Collection entries:
* start *

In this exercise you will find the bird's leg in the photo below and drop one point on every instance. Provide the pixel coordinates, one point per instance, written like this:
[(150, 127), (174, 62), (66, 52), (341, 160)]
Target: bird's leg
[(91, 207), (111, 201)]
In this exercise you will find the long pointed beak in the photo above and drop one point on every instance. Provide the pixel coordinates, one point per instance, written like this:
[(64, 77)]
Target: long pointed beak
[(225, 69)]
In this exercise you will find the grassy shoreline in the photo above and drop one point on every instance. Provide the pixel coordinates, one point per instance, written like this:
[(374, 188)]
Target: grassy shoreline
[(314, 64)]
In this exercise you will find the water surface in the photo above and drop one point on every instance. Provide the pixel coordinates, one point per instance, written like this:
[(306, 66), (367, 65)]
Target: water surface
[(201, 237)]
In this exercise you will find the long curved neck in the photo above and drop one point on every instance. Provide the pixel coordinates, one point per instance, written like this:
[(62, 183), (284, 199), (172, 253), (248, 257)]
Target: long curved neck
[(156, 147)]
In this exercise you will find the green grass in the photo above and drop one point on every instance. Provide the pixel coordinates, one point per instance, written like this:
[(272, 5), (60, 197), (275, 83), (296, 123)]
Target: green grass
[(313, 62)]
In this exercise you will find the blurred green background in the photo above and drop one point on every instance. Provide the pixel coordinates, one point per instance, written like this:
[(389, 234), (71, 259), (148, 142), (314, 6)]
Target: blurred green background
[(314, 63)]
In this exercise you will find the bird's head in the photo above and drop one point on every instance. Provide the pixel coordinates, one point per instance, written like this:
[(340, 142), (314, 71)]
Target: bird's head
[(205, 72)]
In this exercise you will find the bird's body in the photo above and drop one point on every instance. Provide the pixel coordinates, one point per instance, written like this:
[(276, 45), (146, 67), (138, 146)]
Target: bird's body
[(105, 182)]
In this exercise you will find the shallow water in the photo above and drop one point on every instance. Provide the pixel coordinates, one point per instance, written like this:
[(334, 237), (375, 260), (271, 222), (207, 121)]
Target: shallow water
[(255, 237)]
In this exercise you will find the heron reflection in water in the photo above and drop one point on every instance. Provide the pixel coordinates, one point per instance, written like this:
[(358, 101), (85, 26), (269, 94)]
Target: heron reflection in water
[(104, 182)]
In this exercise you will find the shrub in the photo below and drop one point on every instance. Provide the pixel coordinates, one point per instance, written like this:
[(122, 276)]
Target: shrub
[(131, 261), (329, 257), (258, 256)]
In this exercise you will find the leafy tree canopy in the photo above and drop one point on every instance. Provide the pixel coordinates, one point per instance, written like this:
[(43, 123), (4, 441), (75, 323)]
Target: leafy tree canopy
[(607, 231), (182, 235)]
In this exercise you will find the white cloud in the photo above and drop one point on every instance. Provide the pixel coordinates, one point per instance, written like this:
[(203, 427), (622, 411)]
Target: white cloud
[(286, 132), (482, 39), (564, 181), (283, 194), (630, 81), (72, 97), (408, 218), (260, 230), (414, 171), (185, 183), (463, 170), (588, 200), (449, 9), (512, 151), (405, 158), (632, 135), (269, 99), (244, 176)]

* end *

■ **Challenge**
Reproduce all the records above, substituting "place one point" for each "drop one point" and leaving everything else unchanged.

■ **Expected output**
In this exercise you will find the bird's leg in the photo below and place one point on every instance. Provide the pixel coordinates, one point per instance, written like this:
[(150, 127), (174, 62), (66, 52), (341, 160)]
Target: bird's leg
[(91, 207), (111, 201)]
In this exercise you will find the long pointed beak in the photo above and place one point on every instance. Provide the pixel coordinates, one point per instance, written like this:
[(64, 77)]
Target: long pointed beak
[(225, 69)]
In this exercise you will find the grassy shoreline in the photo above and place one point on every instance. Provide the pixel coordinates, one point per instance, written like this:
[(374, 188)]
Target: grassy shoreline
[(314, 64)]
In this exercise you will find the water surface in the photo above and place one point on every instance. Provide the pixel coordinates, one point per instance, written like this:
[(306, 66), (367, 65)]
Target: water surface
[(201, 237)]
In this exercise you will find the long curved neck in the photo above and place one point on every instance. Provide the pixel coordinates, one point per instance, written like this:
[(62, 183), (284, 199), (172, 253), (248, 257)]
Target: long curved neck
[(156, 147)]
In this exercise you will find the green grass in the photo above and place one point on every instance. Provide the pixel coordinates, one point per instance, written like this:
[(272, 5), (60, 197), (275, 83), (296, 123)]
Target: green grass
[(313, 62)]
In this exercise you will find the blurred green background in the photo above and place one point on every instance. Provide the pixel coordinates, one point per instance, written like this:
[(389, 234), (71, 259), (148, 142), (314, 6)]
Target: blurred green background
[(314, 63)]
In this exercise you will find the bird's head in the photo above and place one point on every instance. Provide the pixel coordinates, one point per instance, written like this:
[(340, 142), (314, 71)]
Target: bird's head
[(205, 72)]
In this exercise you will find the bird's body in the photo above and place one point on every instance. Provide the pixel coordinates, one point per instance, written like this:
[(276, 45), (146, 67), (138, 146)]
Target: bird's body
[(105, 182)]
In this exercise you will find the shallow water in the photo above and place one point on every instance. Provide the pixel coordinates, one point per instance, written like this:
[(334, 237), (375, 260), (271, 222), (207, 121)]
Target: shallow water
[(255, 237)]
In this exercise you will find the heron reflection in water in the photo above and place one point on every instance. Provide the pixel coordinates, one point per instance, written like this:
[(358, 101), (85, 26), (269, 94)]
Target: heron reflection in water
[(104, 182)]
In this exercise you will find the shrub in the photo below and place one point on every instance. Provide the pixel coordinates, one point per instance, written like this:
[(122, 276)]
Target: shrub
[(131, 261), (329, 257), (258, 256)]
In this exercise you will find the leafy tree canopy in the photo above and place one point on every instance. Provide the pixel coordinates, one point per instance, written like this:
[(43, 123), (4, 441), (75, 323)]
Target: leafy tree canopy
[(607, 231), (182, 235)]
In this exercise you will find the white cloud in the photo above and place one point on every instance. Provide the pixel coordinates, one point per instance, written like this:
[(203, 427), (622, 411)]
Target: white cloud
[(286, 132), (482, 39), (564, 181), (283, 194), (630, 81), (72, 97), (408, 218), (260, 230), (414, 171), (185, 183), (463, 170), (588, 200), (449, 9), (512, 151), (405, 158), (632, 135), (269, 99), (244, 176)]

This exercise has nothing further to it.